▶ **The request**
All of the records below need to be copied exactly.

____ Recorded data

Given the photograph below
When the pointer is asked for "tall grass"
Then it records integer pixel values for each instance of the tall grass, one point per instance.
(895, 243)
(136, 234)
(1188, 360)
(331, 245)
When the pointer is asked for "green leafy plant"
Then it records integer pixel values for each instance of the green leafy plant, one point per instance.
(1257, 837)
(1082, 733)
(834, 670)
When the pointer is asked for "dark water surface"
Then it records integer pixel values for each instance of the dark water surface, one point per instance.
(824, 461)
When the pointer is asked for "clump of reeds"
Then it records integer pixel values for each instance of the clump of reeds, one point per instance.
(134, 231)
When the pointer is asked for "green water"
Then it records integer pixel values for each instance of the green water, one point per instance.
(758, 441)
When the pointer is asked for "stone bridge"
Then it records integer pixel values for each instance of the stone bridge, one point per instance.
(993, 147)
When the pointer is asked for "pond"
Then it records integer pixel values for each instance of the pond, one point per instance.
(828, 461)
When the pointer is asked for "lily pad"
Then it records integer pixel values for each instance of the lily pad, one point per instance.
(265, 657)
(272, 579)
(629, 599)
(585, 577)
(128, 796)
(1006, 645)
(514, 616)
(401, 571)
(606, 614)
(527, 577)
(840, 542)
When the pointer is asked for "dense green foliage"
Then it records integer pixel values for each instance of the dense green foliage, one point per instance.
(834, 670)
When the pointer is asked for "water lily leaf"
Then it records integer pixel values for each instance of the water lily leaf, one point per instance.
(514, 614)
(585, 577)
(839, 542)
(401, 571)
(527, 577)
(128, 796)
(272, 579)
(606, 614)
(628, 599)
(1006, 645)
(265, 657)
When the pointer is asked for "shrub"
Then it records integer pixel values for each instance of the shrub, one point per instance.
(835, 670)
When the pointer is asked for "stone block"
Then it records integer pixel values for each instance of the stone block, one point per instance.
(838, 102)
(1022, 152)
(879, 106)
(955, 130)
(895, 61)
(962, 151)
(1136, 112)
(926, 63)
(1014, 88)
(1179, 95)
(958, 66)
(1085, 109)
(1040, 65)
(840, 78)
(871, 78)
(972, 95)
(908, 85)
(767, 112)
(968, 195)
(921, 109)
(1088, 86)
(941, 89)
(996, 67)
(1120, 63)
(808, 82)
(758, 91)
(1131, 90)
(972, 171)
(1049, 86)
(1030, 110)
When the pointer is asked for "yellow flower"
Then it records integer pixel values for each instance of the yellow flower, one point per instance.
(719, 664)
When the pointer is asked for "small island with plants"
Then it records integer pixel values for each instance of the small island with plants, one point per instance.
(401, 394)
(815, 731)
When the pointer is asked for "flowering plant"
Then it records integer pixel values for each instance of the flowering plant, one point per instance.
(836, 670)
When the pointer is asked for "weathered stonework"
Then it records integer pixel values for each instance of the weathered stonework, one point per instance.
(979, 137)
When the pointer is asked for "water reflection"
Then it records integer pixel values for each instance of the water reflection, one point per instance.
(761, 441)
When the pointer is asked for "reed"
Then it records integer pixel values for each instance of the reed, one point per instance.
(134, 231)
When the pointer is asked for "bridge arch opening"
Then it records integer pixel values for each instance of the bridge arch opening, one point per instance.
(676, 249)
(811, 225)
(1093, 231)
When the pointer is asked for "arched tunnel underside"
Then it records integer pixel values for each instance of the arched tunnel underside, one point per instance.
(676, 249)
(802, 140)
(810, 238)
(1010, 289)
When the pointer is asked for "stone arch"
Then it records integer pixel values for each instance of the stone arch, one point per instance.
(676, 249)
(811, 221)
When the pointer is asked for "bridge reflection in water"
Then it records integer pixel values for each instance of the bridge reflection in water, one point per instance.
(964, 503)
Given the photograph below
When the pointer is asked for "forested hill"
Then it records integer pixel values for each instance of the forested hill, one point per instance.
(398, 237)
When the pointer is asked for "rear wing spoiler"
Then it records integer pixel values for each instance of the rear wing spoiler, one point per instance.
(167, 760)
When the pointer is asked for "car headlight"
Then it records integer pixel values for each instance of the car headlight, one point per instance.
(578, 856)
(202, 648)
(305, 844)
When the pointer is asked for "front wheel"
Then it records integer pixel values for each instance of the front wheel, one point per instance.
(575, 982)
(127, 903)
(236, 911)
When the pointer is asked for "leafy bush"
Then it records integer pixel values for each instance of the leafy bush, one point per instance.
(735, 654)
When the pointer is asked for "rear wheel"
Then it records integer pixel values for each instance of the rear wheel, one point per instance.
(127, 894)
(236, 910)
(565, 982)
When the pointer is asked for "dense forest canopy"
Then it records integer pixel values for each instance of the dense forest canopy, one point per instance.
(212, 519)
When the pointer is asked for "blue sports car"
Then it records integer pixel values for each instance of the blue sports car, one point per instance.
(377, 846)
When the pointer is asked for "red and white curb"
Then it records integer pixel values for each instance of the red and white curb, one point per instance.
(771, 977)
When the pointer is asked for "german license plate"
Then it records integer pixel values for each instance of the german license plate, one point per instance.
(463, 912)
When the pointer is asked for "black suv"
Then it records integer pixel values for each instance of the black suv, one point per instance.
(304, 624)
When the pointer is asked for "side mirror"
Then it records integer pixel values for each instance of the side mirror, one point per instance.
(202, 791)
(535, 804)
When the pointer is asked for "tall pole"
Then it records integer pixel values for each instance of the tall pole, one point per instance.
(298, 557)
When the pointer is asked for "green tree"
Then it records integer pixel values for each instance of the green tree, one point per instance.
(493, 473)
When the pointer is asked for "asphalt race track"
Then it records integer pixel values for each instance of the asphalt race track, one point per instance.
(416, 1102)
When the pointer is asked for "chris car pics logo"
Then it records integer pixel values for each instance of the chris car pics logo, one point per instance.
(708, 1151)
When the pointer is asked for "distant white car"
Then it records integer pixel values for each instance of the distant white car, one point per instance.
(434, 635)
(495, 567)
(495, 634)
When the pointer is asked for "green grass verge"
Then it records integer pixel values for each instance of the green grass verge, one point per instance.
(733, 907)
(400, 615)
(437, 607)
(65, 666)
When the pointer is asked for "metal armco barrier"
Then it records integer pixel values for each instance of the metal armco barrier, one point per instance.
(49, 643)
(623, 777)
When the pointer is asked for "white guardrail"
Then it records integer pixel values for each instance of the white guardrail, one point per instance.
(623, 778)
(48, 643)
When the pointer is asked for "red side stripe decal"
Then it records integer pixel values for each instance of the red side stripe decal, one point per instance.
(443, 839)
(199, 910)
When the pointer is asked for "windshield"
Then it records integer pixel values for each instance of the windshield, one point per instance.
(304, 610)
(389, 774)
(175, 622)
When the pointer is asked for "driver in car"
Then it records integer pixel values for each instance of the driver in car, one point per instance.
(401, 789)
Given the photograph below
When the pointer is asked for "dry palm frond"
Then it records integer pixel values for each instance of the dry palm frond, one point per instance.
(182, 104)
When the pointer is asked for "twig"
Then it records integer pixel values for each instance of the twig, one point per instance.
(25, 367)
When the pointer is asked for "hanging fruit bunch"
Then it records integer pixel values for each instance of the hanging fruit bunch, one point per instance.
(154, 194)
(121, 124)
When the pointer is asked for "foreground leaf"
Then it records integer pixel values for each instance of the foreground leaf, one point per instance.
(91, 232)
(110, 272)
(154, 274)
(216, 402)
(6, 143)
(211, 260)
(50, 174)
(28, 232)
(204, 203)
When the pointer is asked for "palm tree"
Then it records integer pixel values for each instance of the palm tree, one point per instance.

________

▶ **Worked answer**
Given the photograph below
When the pointer is asked for "tall grass"
Then it records integer pixel values for each instance of the tall grass, one point per instance.
(895, 243)
(136, 234)
(1188, 360)
(331, 245)
When the pointer is asked for "green leafy plant"
Then it records integer pixel values for each instance of the green leafy plant, one point per instance.
(1257, 837)
(1082, 733)
(834, 670)
When the pointer is asked for "dark water surface"
Then it records integer pixel values for each instance of the dark water surface, one point per instance.
(824, 461)
When the pointer is asked for "clump of reeds"
Then it records integer pixel values for each instance of the clump of reeds, one point per instance.
(134, 231)
When the pointer is asked for "green water"
Then it records integer pixel values for each instance of the green water, one point per instance.
(758, 441)
When the pointer is asked for "stone bridge"
Then it records integer pixel values for each instance of the stone bridge, one point per instance.
(993, 147)
When the pointer is asked for "pond"
Then it records integer pixel values for each instance of the pond, one point per instance.
(828, 461)
When the pointer is asked for "lily pad"
Then it records integer pixel values for each instance of the lily pad, one point per instance.
(265, 657)
(272, 579)
(629, 599)
(585, 577)
(128, 796)
(1006, 645)
(514, 616)
(401, 571)
(606, 614)
(527, 577)
(840, 542)
When the pointer is asked for "dense green foliage"
Then it records integer pixel values for each instance of the dense green foliage, one point per instance.
(834, 670)
When the pointer is asked for "water lily leaf"
Then it records integer pixel values for each instance of the water lily leaf, one point per instance.
(514, 614)
(585, 577)
(839, 542)
(401, 571)
(527, 577)
(128, 796)
(272, 579)
(606, 614)
(628, 599)
(1006, 645)
(265, 657)
When the pointer is asked for "shrub"
Then it records integer pixel values for each instance of the shrub, one point per instance.
(835, 670)
When the pointer is asked for "stone block"
Then it records integer pixel values for each instance of the stone block, one point per instance.
(838, 102)
(1022, 152)
(879, 106)
(955, 130)
(895, 61)
(962, 151)
(1136, 112)
(926, 63)
(1014, 88)
(1179, 95)
(958, 66)
(1085, 109)
(1040, 65)
(840, 78)
(871, 78)
(972, 95)
(908, 85)
(767, 112)
(968, 195)
(921, 109)
(1088, 86)
(941, 89)
(996, 67)
(1120, 63)
(808, 82)
(758, 91)
(1131, 90)
(972, 171)
(1049, 86)
(1030, 110)
When the pointer is asked for "yellow flower"
Then it records integer pixel values for each instance of the yellow flower, one point per instance.
(719, 664)
When the pointer is asked for "small island with plants"
Then it records integer pixel values for each instance of the small island with plants, one point per instance.
(401, 394)
(815, 731)
When the pointer is asked for "flowering plant"
Then it records integer pixel values for each instance of the flowering plant, one point per instance.
(836, 670)
When the pointer is asked for "weathered stonework"
Then it records integer pixel values for each instance of the weathered stonework, one point per instance.
(979, 137)
When the pointer is asked for "water reflection"
Then it records integer pixel values for each instance of the water reflection, one point per instance.
(761, 441)
When the pointer is asked for "reed"
Then it records integer pixel values for each instance of the reed, one point per instance.
(134, 231)
When the pointer is asked for "bridge arch opening"
Then it records integer pixel values for each instance of the bridge arch opening, one point per instance.
(676, 249)
(811, 225)
(1093, 231)
When the pointer is asked for "arched tunnel underside"
Then it records integer pixel values for each instance of the arched tunnel underside, one point per instance.
(676, 249)
(802, 140)
(810, 238)
(1010, 289)
When the pointer is asked for "stone arch"
Then it records integer pixel values for each instance of the stone arch, one point per instance.
(676, 249)
(811, 221)
When the pointer is asked for "bridge reflection in water"
Then it records integer pixel values for each instance of the bridge reflection in water, one point per instance.
(964, 503)
Given the photograph below
When the pointer is asked for "forested hill"
Then it records integer pixel values for each instance of the forested hill, one point per instance.
(398, 237)
When the pointer is asked for "rear wing spoiler"
Then it records integer pixel values for each instance of the rear wing spoiler, one point per instance.
(167, 760)
When the pointer is asked for "car headlight"
Then it records integer pixel values for each instance of the car headlight, one point per instance.
(578, 856)
(202, 648)
(305, 844)
When the pointer is asked for "front wheel"
Then it records integer pixel values for each instance of the front wheel, one point per instance.
(575, 982)
(127, 903)
(236, 911)
When the pointer is asked for "leafy bush"
Then it records integer pixel values for each instance of the leafy bush, one point per instance.
(735, 654)
When the pointer is asked for "rear wheel"
Then it records integer pixel values for each instance of the rear wheel, one point per instance.
(127, 894)
(236, 910)
(565, 982)
When the pointer is asked for "dense forest canopy"
Then it records integer pixel values for each instance of the dense forest canopy, one point per instance.
(212, 519)
When the pointer is asked for "blue sports car"
Then it records integer pixel values for each instance of the blue sports car, one point per instance.
(377, 846)
When the pointer is asked for "red and white curb"
Then it records integer pixel values for each instance of the red and white curb, one point per instance.
(771, 977)
When the pointer is asked for "german license plate"
Then it records integer pixel values for each instance of the german license plate, one point per instance.
(463, 912)
When the pointer is asked for "black suv"
Then it records integer pixel values for each instance of the black suv, one point per instance.
(304, 624)
When the pointer is asked for "side mirror"
Then it records integer pixel values for each instance of the side mirror, one point per instance.
(202, 791)
(535, 804)
When the pointer is asked for "tall pole"
Then it records integer pixel values for each instance of the tall pole, one point per instance.
(298, 557)
When the pointer is asked for "green tree"
Then it records integer pixel values for each instance of the green tree, one point per instance.
(493, 473)
When the pointer is asked for "asphalt race track"
Then it records integer pixel values for each instance of the asphalt race track, one point per instance.
(416, 1102)
When the pointer is asked for "chris car pics logo"
Then it records integer pixel values for each instance of the chris car pics logo, one point per instance.
(708, 1151)
When the pointer is asked for "distant white car"
Then it records integer pixel values for each instance of the distant white car, one point per instance.
(434, 635)
(495, 567)
(495, 634)
When the pointer is asked for "green grass verge"
Then it records integer pixel values for each instance of the green grass verge, one point per instance.
(733, 907)
(400, 615)
(437, 607)
(65, 666)
When the pointer is asked for "metal armco barrier"
Then it records integer pixel values for each instance of the metal armco barrier, one point per instance.
(49, 643)
(623, 777)
When the pointer is asked for "white guardrail"
Then it records integer pixel values for each instance of the white guardrail, one point per instance.
(623, 778)
(48, 643)
When the pointer is asked for "red side stripe decal"
Then it records integer pixel values for each instance of the red side stripe decal, one point per instance.
(443, 839)
(199, 910)
When the pointer is asked for "windshield"
Then it records integer pixel values for each instance of the windshield, one point per instance.
(304, 610)
(389, 774)
(175, 622)
When the pointer is asked for "driver in car"
Then it records integer pixel values for each instance of the driver in car, one point per instance.
(401, 789)
Given the photograph below
When the pointer is asked for "dry palm frond"
Then it records integer pixel values for each instance of the dry palm frond, one point per instance.
(182, 104)
When the pointer is asked for "twig"
Then it records integer pixel values for each instance of the twig, one point per instance.
(25, 367)
When the pointer is asked for "hanging fruit bunch"
Then it records integer pixel values for each instance of the hanging fruit bunch, one point per instance.
(154, 194)
(121, 124)
When the pointer is asked for "foreground leaf"
Then it records integer pixel values for each instance of the foreground leaf, one point per instance.
(91, 232)
(110, 272)
(154, 274)
(216, 402)
(6, 143)
(211, 260)
(50, 174)
(28, 232)
(204, 203)
When the pointer is asked for "palm tree"
Then it records integer pixel values for each instance of the palm tree, one point per instance.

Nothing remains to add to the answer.